Give back each of the records below word for word, but leave out the pictures.

================

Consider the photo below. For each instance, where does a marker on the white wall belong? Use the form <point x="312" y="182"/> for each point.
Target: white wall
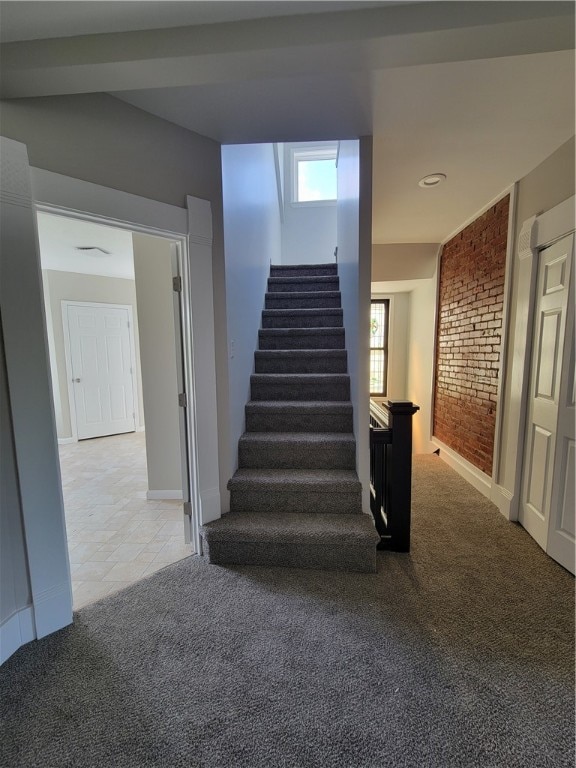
<point x="99" y="139"/>
<point x="549" y="184"/>
<point x="155" y="297"/>
<point x="252" y="242"/>
<point x="309" y="232"/>
<point x="354" y="249"/>
<point x="74" y="286"/>
<point x="15" y="594"/>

================

• [REPLY]:
Consider the photo below. For each instance, where does a marker on the white wall belong? Use the form <point x="312" y="182"/> for each point.
Target: white wall
<point x="99" y="139"/>
<point x="549" y="184"/>
<point x="155" y="297"/>
<point x="252" y="242"/>
<point x="309" y="232"/>
<point x="354" y="249"/>
<point x="74" y="286"/>
<point x="15" y="594"/>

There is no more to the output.